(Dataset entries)
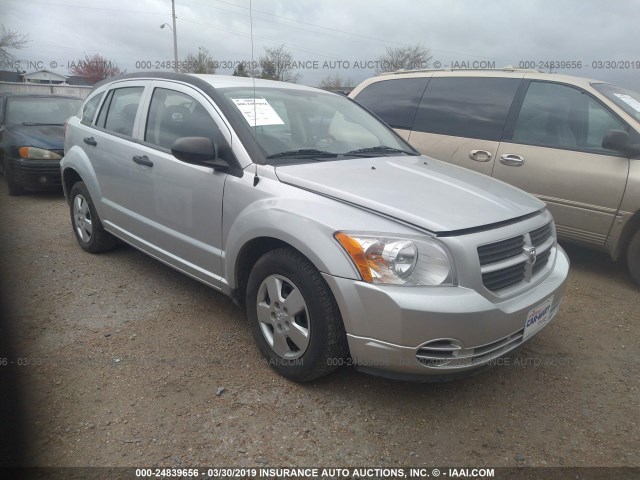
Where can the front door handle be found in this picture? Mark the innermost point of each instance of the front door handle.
(480, 155)
(143, 160)
(512, 160)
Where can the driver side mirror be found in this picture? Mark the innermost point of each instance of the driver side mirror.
(620, 141)
(198, 151)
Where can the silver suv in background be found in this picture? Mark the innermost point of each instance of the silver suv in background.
(574, 143)
(343, 243)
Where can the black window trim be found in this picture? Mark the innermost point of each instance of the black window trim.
(516, 106)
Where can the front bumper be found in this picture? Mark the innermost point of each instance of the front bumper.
(394, 331)
(36, 174)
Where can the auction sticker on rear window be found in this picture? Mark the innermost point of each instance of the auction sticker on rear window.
(537, 318)
(257, 111)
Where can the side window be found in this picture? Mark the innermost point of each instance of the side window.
(89, 108)
(118, 113)
(466, 107)
(173, 115)
(394, 101)
(559, 116)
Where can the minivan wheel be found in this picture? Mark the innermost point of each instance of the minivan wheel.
(294, 317)
(633, 257)
(86, 224)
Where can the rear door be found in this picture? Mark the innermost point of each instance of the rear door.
(460, 119)
(109, 145)
(177, 205)
(554, 150)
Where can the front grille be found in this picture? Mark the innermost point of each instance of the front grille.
(503, 278)
(508, 262)
(494, 252)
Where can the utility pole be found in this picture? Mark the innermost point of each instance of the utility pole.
(175, 34)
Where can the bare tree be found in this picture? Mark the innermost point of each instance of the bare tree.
(201, 62)
(11, 40)
(94, 68)
(335, 82)
(277, 64)
(407, 58)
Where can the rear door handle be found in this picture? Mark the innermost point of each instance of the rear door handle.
(480, 155)
(143, 160)
(512, 160)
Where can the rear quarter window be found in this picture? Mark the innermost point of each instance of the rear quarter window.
(394, 101)
(466, 107)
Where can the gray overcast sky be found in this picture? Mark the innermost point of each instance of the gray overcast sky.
(330, 31)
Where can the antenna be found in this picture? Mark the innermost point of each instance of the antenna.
(256, 179)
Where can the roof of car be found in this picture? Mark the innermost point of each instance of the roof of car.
(509, 72)
(37, 95)
(215, 81)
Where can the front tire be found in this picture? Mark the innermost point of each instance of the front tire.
(87, 227)
(14, 188)
(294, 317)
(633, 257)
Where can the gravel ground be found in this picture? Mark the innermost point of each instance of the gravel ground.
(122, 361)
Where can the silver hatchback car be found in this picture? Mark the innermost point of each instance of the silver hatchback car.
(344, 244)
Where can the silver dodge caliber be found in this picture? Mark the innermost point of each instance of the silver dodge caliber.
(344, 244)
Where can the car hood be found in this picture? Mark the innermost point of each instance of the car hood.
(49, 137)
(421, 191)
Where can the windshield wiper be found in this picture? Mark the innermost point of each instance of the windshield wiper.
(304, 153)
(376, 151)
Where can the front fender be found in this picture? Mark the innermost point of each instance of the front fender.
(76, 162)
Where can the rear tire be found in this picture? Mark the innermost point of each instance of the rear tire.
(87, 227)
(294, 317)
(633, 257)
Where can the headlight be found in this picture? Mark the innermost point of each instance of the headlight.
(400, 261)
(38, 153)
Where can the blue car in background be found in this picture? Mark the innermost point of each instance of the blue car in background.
(31, 139)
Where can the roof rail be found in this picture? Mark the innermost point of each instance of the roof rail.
(508, 68)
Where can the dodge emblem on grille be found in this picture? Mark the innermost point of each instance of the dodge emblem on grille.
(531, 252)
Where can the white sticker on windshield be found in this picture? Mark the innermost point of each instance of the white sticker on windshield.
(629, 100)
(257, 112)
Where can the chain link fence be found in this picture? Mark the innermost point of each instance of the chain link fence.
(47, 89)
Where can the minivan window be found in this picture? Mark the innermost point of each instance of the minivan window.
(466, 107)
(122, 108)
(628, 100)
(559, 116)
(89, 109)
(394, 101)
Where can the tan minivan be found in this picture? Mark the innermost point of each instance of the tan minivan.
(572, 142)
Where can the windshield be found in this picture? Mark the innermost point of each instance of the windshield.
(313, 125)
(40, 110)
(628, 100)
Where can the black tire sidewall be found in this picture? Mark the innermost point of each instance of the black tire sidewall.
(100, 240)
(317, 359)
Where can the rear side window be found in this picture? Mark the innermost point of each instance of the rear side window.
(89, 109)
(394, 101)
(466, 107)
(559, 116)
(118, 113)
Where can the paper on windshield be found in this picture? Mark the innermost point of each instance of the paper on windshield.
(632, 102)
(257, 112)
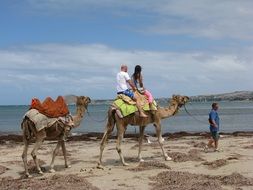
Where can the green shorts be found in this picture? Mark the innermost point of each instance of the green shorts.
(215, 135)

* _WORK ORDER_
Could you write out the records again exactly, omitting each image?

* _TASK RESPONSE_
Where can the front door handle be found in this picture? Mark the innermost point of each instance of the front door handle.
(480, 155)
(143, 160)
(512, 160)
Where can the driver side mirror be found in this picture? Mark the innermost point of each instance of the driver side mirror.
(620, 141)
(198, 151)
Where can the silver suv in background be found in this picture? Mark the innermost point of each instance of the silver suv in background.
(574, 143)
(343, 243)
Where can the black window trim be found in this picture? Mark the innermost point of each instance of the black window trim.
(516, 106)
Where can the front bumper be found in this picture? Mark the innermost point of each instance of the front bumper.
(394, 331)
(36, 174)
Where can the auction sticker on rear window be found in this picture? Mark the innermost point of each instance of the auction sticker on rear window.
(537, 318)
(257, 111)
Where can the side window be found in this picture? Mark the innermost point of each instance of the side window.
(89, 108)
(118, 113)
(466, 107)
(173, 115)
(394, 101)
(559, 116)
Where can the minivan wheel be found in this picture? Mark the innermost point of each instance of the minivan wheel.
(294, 317)
(633, 257)
(86, 224)
Where can the rear door be found in this picture? Mark the innermost point of each instance of the rear door.
(460, 119)
(109, 145)
(177, 205)
(554, 150)
Where can the front grille be found in this picture? Mark the innermost point of each instance of the front grille.
(503, 278)
(508, 262)
(494, 252)
Where can the utility pole be found in this picture? Mark the innermost point of each instance of the utility pole.
(175, 34)
Where can the bare tree be found in this picture? Mark the innermost point of each instance of the bare tree.
(201, 62)
(11, 40)
(94, 68)
(335, 82)
(277, 64)
(407, 58)
Where can the rear door handle be found in this picture? Mark the innermost point of each instance of the rear door handle.
(480, 155)
(143, 160)
(512, 160)
Where can the rear quarter window be found in this picture? Mark the innermost point of each instance of the rear quarter window.
(394, 101)
(466, 107)
Where can the gray overcast sky be found in this picture? Mark the innermost point of each instance of the gray overcast sky.
(330, 31)
Where can the antenna be found in this picture? Mark the innermost point of each instance of the antenna.
(256, 179)
Where can the roof of car be found in this picture? Mark the innermost point of each instance of the roof of car.
(509, 72)
(37, 95)
(215, 81)
Where can the front tire be found in this picture? Mark the innermost point of each instance of the front tire.
(87, 227)
(14, 188)
(294, 317)
(633, 257)
Where can the gravel ground be found in this picture? Mark the innermost point of each instance of the gravel ground.
(122, 361)
Where can the silver hatchback car be found in this picture? Mark the innermost point of each instance of the silver hatchback car.
(344, 244)
Where can the silver dodge caliber be found in this picture? Mark the innermost point of each instance of the silver dodge caliber.
(344, 244)
Where can the car hood be found in this picture? Mark the innermost point of each instance of the car hood.
(49, 137)
(421, 191)
Where can the windshield wiper be found in this picture? Mark the innermost point of each instance of the windshield wiper.
(304, 153)
(376, 151)
Where can the front fender be found in this picture? Mark the innermost point of each instance of the front fender.
(76, 162)
Where can the rear tire be found in this picture? Mark the innermost point of each instance of the rear tire.
(87, 227)
(294, 317)
(633, 257)
Where can the headlight be found in this picture? Mark the innermost point of each instance of the headlight.
(400, 261)
(38, 153)
Where can the blue car in background be found in this picture? Mark the innermost point of each instance of the blue car in background.
(31, 139)
Where can the roof rail be found in this picture? Mark the innermost point of each instance of the roof rail.
(508, 68)
Where can the dodge emblem on grille be found in this picture? Mark the innermost point of each instance of the dodge emblem on grille.
(531, 252)
Where can the white sticker on windshield be found in this picture? Mark the innermost point of each instance of the white sticker on windshield.
(629, 100)
(257, 112)
Where can the chain link fence be found in this picture? Mark the innermost point of each instance of the chain link fence.
(47, 89)
Where can the minivan window be found in this picture? Mark the innermost point of each instance of the minivan window.
(466, 107)
(122, 108)
(628, 100)
(559, 116)
(89, 109)
(394, 101)
Where can the tan minivan be found in this picture? Mark the innermost point of each instance of the tan minivan.
(572, 142)
Where can the windshield be found in this picture? Mark the innermost point of each instance of the windshield.
(313, 125)
(40, 110)
(628, 100)
Where can the black tire sidewall be found in this picture? Mark the innermost point of each instance of the black tire sidewall.
(100, 240)
(317, 359)
Where can the rear side window be found in this picture? Mark the innermost point of each instance of the rear side window.
(89, 109)
(394, 101)
(466, 107)
(559, 116)
(118, 113)
Where can the paper on windshield be found in this picture? Mark the innermost point of each instance of the paper on windshield.
(632, 102)
(257, 112)
Where can the green shorts be found in this picture? Mark the innermost point of each instance of the green shorts.
(215, 135)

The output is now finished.